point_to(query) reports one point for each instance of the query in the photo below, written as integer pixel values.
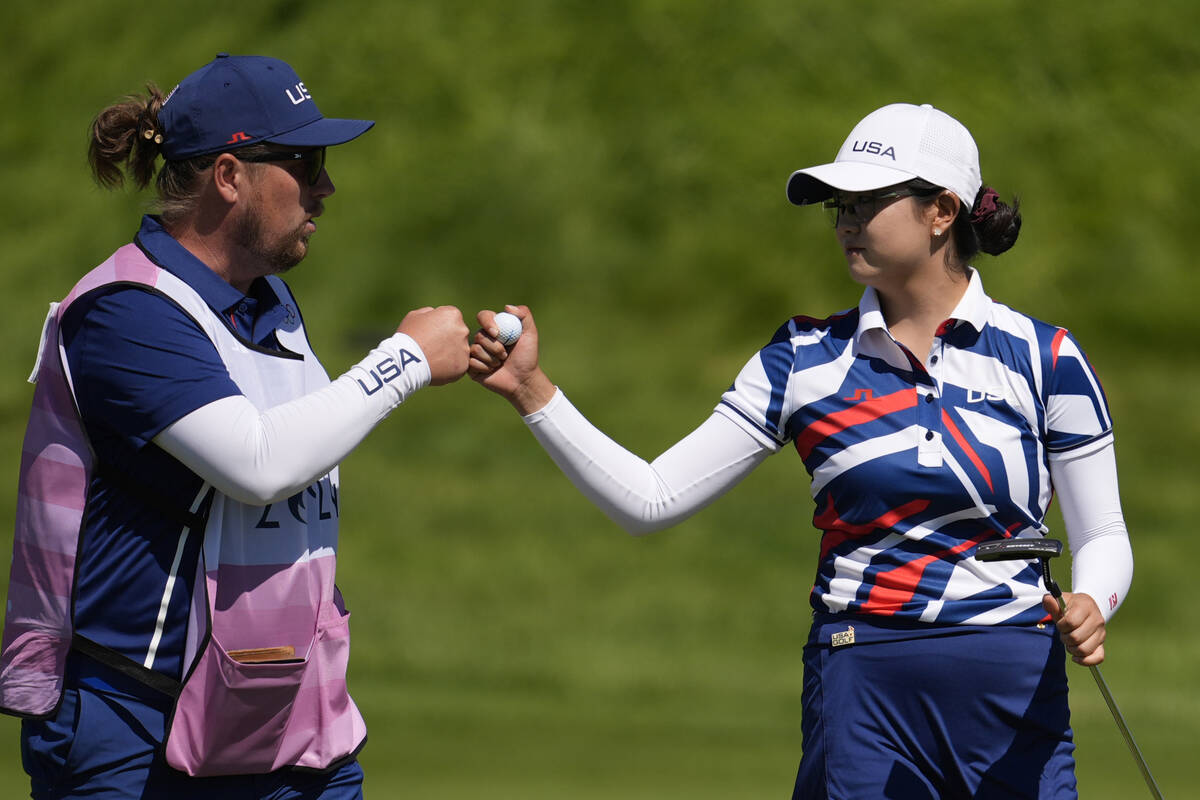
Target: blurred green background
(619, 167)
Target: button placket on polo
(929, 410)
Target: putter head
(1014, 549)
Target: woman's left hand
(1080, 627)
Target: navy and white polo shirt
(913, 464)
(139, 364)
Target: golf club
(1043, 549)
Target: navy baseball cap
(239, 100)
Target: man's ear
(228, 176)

_ _ _ _ _

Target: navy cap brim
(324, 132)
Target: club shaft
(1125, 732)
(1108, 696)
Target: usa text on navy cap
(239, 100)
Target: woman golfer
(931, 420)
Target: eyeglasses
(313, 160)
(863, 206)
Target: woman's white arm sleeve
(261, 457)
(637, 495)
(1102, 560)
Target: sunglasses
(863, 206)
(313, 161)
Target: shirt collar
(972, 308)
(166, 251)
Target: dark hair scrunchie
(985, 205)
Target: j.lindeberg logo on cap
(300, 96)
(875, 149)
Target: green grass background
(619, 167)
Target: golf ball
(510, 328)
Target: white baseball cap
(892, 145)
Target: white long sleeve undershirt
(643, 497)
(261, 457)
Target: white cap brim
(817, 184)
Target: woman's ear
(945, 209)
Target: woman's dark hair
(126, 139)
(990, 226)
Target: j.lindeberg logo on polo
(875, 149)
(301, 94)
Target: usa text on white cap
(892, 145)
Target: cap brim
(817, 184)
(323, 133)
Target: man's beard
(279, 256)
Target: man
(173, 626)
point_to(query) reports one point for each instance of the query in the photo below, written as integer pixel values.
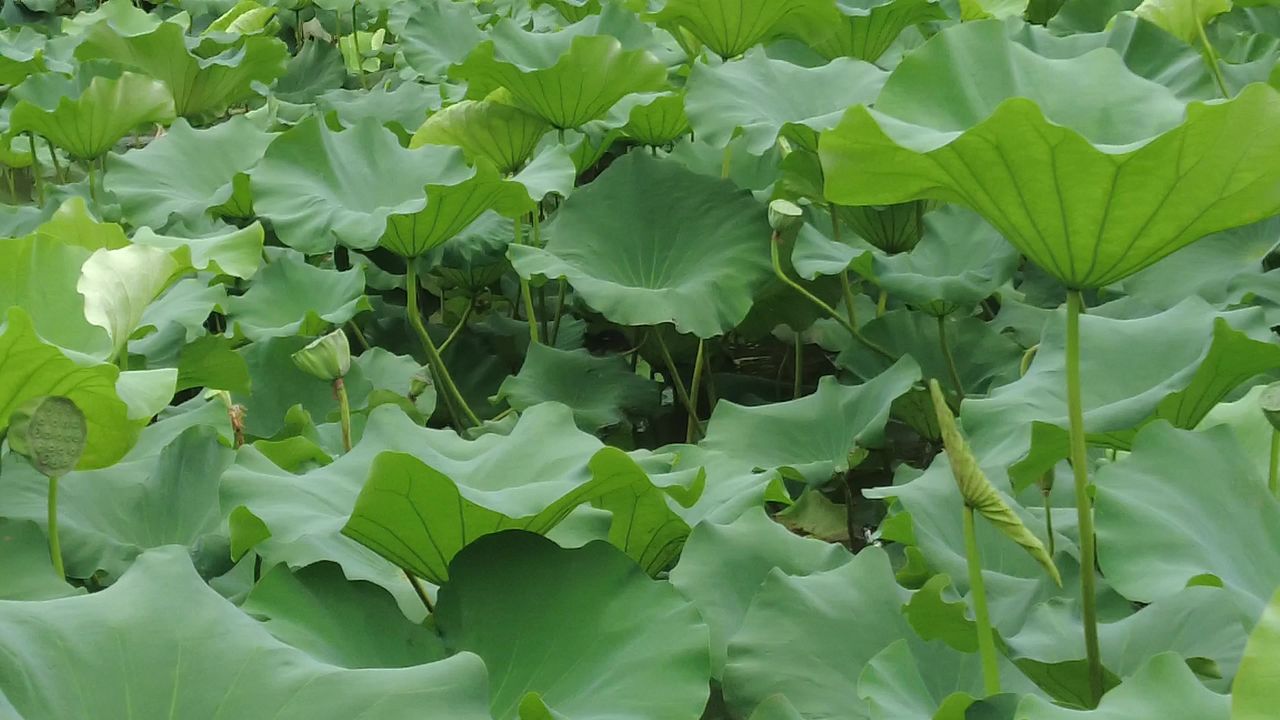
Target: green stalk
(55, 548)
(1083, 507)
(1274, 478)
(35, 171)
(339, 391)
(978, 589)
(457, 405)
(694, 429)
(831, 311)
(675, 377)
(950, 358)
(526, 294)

_ _ _ _ _

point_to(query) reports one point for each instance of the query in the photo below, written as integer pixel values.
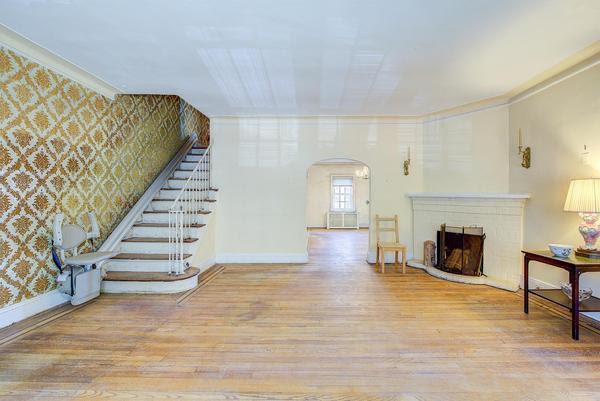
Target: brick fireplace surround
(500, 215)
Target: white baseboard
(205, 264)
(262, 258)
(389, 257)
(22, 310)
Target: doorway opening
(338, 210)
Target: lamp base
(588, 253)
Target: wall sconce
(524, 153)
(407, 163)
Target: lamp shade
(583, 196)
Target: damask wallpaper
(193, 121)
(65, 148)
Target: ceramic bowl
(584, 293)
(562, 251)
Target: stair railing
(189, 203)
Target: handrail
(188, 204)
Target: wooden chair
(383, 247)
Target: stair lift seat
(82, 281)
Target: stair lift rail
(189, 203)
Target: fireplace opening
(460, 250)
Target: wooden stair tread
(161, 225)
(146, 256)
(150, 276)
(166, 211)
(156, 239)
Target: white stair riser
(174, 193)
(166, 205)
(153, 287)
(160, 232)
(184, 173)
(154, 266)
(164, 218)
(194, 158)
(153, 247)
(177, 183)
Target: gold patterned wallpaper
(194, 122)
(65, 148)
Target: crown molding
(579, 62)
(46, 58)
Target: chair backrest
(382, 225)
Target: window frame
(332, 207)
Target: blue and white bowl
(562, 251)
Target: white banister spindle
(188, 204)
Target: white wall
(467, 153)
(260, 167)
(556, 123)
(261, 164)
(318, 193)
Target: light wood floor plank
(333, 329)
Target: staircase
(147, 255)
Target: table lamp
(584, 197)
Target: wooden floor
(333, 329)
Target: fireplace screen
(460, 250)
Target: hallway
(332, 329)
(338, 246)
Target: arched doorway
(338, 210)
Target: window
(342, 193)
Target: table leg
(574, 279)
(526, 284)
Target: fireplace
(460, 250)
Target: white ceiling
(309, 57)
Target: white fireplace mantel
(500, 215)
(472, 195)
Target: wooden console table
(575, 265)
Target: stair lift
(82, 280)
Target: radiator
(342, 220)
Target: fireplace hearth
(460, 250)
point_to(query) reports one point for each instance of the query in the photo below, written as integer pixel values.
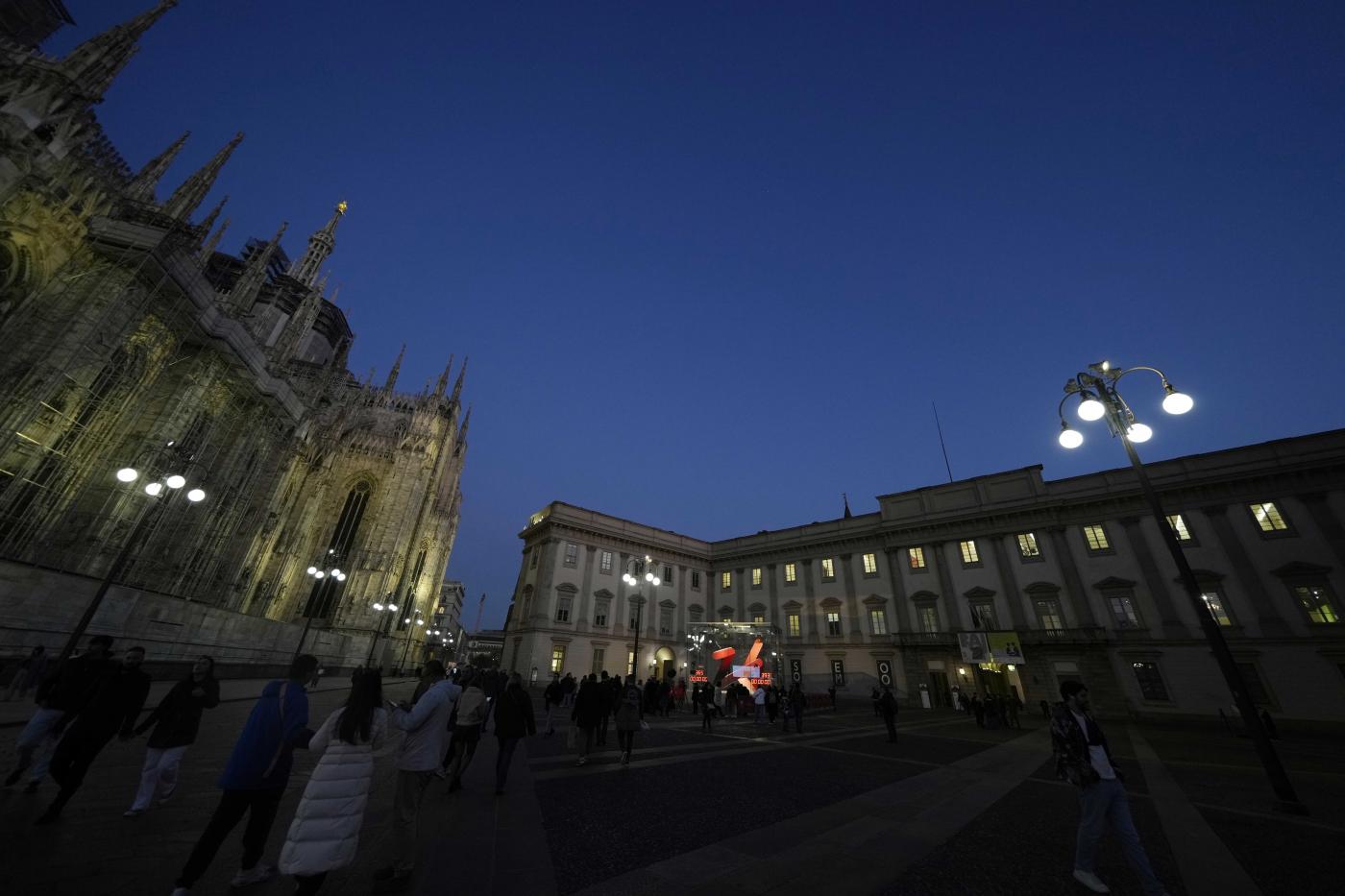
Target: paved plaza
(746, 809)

_ _ _ _ _

> WHAT YOU WILL DO: How many lines in the entries above contain the word "doorway"? Give only the number.

> ANSWER TO THIS PROBLEM: 2